▶ _Required work_: Reproduce verbatim the passage of the interview on enterprise use of Hadoop from "Lawson: Analysts have" to "directly from there.".

Hadoop is shifting from a sandbox experiment to mainstream use in large enterprises. IT Business Edge’s Loraine Lawson asked Jack Norris, vice president of marketing at Hadoop distribution vendor MapR Technologies, how enterprises are really putting this Big Data technology to use.
Lawson: Analysts have said organizations are still kind of playing in the sandbox with Hadoop and many have not integrated it with existing systems. Are you finding that to be true with Map R’s clients or are they starting to integrate it more and think more broadly?
Norris: What we’ve seen is people are taking Hadoop and looking at new data sources and new application for those data sources, looking at some existing applications and getting more granular with those. Those tend to be in revenue-related or supply chain or risk-oriented. In the existing systems that are deployed, they're doing some things that have really fast, immediate payback, like doing an ETL offload into a large data warehouse where they can do the transformations on Hadoop and then load directly from there.

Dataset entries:
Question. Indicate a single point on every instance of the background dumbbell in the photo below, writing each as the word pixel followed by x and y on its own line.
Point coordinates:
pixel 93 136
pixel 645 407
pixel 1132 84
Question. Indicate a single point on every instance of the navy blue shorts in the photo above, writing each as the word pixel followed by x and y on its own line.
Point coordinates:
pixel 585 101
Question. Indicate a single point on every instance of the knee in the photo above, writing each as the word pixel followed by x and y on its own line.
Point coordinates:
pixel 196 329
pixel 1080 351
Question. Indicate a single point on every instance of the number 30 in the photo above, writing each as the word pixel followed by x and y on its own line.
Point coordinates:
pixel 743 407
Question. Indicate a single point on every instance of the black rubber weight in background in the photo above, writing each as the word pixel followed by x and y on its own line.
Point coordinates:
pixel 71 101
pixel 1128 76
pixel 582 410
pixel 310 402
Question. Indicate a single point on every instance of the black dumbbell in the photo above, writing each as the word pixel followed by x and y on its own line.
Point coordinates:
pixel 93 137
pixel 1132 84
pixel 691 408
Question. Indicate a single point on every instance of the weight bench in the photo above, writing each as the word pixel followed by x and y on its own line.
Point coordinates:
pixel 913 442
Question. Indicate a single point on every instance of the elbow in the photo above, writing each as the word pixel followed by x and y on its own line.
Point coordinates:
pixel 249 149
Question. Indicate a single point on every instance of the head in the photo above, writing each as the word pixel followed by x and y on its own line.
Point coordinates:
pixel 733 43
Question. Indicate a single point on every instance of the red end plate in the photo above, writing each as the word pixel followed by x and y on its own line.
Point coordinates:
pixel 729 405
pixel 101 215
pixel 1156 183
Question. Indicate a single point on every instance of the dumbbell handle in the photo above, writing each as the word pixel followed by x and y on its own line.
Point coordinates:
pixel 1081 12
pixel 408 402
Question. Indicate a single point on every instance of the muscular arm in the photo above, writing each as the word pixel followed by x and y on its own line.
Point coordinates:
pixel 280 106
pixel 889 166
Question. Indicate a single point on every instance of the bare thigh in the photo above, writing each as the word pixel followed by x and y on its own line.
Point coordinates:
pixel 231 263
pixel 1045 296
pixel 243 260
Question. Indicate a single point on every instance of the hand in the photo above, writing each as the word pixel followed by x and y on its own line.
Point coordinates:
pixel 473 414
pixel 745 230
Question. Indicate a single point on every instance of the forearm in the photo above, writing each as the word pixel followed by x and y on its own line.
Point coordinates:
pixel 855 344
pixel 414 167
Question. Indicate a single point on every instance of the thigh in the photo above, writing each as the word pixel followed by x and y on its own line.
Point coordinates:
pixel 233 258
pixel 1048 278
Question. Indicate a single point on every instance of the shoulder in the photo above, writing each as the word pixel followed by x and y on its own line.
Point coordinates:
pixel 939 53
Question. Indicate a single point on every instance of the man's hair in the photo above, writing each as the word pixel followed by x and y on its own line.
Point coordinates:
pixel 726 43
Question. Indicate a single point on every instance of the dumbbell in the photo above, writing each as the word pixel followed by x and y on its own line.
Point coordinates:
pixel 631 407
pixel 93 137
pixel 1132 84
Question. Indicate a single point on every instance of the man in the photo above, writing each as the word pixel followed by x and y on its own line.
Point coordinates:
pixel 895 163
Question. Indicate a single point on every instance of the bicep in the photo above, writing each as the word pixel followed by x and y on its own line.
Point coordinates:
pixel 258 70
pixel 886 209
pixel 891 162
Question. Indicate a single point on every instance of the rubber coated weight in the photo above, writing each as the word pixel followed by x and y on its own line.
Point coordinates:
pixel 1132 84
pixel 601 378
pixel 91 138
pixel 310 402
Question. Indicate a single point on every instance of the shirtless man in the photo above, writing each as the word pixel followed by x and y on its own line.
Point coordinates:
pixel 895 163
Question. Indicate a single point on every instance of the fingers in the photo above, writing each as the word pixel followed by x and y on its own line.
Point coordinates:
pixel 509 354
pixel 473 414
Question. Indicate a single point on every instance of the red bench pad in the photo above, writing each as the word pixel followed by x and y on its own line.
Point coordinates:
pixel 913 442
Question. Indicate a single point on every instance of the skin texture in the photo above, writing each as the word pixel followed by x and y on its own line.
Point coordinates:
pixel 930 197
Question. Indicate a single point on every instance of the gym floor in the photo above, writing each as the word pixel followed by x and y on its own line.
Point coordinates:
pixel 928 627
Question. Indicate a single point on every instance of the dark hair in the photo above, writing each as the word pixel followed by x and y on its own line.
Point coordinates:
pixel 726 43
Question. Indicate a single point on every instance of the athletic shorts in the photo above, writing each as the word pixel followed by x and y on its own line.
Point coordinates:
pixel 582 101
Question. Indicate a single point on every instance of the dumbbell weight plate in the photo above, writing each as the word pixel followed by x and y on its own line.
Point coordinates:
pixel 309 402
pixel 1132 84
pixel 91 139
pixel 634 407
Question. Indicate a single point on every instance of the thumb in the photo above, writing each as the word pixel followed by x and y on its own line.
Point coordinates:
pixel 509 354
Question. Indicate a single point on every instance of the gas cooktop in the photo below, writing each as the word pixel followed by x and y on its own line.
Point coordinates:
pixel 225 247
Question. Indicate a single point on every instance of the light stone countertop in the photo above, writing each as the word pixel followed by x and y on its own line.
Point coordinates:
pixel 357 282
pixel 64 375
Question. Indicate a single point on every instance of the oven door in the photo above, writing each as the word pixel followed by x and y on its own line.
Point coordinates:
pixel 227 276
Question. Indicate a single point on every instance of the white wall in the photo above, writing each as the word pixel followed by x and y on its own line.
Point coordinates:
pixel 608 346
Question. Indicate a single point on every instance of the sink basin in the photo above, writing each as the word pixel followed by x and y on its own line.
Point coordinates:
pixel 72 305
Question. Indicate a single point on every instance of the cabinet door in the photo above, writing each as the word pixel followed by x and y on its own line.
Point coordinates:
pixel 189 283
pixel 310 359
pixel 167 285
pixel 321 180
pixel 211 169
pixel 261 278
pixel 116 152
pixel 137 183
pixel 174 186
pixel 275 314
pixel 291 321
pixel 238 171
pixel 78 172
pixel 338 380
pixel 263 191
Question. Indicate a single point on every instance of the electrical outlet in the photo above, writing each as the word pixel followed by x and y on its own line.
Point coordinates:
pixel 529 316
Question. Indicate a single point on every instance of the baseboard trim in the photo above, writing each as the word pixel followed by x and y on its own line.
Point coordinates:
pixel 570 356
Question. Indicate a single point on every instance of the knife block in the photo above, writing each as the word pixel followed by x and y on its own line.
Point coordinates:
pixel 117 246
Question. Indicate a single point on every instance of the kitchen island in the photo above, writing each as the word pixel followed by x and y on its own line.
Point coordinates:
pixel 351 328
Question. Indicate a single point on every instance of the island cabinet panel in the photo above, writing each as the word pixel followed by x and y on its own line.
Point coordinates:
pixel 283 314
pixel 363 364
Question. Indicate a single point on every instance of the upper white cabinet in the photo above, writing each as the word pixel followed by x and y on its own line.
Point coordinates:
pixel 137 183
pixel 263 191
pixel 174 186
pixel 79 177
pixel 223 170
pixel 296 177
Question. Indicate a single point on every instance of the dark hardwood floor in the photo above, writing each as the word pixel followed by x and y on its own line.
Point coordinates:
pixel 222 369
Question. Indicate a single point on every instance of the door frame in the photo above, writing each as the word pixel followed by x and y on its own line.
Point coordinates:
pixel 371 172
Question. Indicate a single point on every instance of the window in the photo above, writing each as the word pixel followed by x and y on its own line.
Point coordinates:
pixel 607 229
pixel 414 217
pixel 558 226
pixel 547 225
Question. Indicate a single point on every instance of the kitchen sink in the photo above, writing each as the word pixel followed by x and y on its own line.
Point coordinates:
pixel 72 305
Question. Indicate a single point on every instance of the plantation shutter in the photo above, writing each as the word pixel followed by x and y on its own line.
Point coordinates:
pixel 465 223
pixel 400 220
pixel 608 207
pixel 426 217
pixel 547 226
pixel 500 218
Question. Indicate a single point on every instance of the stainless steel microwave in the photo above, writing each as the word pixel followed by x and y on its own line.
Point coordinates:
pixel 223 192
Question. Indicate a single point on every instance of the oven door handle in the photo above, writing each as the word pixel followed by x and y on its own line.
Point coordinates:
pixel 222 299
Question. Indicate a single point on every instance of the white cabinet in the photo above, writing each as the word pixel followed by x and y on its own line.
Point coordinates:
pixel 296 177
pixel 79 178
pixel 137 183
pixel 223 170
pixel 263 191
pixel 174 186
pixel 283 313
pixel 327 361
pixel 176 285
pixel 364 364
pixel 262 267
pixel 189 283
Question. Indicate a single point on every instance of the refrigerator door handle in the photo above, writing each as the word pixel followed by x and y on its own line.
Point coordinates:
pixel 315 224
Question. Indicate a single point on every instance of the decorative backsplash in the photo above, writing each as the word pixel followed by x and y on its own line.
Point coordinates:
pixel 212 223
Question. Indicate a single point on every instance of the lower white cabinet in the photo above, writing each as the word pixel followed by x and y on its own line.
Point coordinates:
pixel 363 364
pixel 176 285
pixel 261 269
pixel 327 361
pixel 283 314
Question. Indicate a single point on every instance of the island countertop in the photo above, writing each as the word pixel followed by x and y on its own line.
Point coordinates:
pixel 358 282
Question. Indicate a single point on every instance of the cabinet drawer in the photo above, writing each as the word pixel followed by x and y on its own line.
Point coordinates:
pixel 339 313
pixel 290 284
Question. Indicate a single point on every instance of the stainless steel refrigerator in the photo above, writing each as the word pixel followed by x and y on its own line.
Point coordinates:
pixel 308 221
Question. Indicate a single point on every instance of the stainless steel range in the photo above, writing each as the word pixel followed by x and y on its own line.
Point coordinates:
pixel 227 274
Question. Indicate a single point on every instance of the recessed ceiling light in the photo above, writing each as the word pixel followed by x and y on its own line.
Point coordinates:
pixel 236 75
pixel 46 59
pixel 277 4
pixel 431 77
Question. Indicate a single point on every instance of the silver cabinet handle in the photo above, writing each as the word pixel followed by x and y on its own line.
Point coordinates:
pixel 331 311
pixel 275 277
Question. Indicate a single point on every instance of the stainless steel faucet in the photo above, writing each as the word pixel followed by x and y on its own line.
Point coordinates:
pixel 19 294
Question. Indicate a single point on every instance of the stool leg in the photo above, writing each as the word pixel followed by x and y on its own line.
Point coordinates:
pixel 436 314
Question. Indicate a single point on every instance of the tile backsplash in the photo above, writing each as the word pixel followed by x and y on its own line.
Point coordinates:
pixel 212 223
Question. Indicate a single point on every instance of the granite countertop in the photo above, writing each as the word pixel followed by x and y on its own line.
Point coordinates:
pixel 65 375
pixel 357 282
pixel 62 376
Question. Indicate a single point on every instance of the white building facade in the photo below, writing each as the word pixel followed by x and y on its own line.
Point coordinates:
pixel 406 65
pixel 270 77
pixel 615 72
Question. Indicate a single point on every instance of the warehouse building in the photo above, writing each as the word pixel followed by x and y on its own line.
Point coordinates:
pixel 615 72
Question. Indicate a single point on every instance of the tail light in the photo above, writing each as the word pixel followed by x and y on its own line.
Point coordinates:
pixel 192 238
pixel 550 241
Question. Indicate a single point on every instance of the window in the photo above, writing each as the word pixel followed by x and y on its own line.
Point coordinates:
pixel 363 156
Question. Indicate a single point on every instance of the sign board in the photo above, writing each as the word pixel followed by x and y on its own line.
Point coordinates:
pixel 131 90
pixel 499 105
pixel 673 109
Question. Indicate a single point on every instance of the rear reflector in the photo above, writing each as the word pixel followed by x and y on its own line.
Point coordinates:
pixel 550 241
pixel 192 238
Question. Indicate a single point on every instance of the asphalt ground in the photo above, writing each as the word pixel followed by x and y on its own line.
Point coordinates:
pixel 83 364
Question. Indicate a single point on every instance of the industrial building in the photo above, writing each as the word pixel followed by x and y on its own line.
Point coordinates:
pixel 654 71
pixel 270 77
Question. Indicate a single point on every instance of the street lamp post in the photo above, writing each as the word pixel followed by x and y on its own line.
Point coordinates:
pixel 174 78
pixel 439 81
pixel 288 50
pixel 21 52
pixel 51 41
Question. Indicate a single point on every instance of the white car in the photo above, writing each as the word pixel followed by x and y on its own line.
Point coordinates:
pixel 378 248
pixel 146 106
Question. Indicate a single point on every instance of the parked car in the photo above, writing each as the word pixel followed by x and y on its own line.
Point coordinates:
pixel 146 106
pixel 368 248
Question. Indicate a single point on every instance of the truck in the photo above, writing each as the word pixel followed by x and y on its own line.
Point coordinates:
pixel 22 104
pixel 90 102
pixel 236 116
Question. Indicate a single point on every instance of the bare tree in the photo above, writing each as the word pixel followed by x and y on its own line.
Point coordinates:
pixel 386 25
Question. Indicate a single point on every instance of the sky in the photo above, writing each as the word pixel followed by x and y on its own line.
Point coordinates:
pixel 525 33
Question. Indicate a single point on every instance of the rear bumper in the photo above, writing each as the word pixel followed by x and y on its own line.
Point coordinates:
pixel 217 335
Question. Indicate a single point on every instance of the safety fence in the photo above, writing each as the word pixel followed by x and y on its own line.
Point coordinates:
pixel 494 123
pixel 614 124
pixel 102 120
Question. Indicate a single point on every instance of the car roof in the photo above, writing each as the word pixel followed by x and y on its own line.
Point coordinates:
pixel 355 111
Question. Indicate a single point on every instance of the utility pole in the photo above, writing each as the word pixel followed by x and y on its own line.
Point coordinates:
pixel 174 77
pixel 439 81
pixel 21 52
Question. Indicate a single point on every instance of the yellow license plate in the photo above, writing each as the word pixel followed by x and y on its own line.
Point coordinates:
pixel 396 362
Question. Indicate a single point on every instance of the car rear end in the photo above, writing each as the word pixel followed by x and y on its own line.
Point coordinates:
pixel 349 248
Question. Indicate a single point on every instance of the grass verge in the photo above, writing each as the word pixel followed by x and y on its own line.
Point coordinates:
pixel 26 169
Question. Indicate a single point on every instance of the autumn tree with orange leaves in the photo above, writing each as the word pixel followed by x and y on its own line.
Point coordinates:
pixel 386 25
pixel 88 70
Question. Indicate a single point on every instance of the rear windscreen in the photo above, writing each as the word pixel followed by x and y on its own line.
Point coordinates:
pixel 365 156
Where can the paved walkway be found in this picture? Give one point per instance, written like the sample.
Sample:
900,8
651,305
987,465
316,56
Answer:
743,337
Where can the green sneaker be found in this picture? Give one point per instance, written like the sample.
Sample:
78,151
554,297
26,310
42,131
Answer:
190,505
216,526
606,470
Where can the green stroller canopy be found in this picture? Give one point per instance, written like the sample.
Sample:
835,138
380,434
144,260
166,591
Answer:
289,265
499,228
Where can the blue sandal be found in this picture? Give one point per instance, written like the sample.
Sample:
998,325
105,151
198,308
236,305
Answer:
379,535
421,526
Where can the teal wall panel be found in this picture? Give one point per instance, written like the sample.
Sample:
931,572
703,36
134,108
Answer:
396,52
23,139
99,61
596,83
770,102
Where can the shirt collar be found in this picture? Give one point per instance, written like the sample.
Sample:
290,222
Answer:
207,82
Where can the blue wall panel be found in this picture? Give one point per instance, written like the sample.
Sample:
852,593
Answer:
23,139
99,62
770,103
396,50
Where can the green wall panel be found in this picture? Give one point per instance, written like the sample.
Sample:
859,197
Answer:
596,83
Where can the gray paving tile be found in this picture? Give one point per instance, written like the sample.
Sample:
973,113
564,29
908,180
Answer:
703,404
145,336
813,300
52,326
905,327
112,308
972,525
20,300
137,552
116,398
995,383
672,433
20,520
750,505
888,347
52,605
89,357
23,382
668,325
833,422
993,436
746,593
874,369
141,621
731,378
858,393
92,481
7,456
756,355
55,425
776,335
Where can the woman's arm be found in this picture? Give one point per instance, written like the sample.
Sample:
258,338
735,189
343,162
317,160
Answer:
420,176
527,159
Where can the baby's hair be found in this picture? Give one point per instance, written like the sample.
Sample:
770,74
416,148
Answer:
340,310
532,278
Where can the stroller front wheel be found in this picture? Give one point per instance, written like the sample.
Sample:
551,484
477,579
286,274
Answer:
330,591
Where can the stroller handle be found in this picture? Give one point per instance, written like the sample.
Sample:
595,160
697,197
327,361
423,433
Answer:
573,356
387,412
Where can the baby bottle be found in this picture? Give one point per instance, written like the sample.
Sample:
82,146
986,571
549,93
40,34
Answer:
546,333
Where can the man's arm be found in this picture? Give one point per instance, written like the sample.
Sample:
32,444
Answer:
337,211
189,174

▶ _Written answer_:
Lawson: Analysts have said organizations are still kind of playing in the sandbox with Hadoop and many have not integrated it with existing systems. Are you finding that to be true with Map R’s clients or are they starting to integrate it more and think more broadly?
Norris: What we’ve seen is people are taking Hadoop and looking at new data sources and new application for those data sources, looking at some existing applications and getting more granular with those. Those tend to be in revenue-related or supply chain or risk-oriented. In the existing systems that are deployed, they're doing some things that have really fast, immediate payback, like doing an ETL offload into a large data warehouse where they can do the transformations on Hadoop and then load directly from there.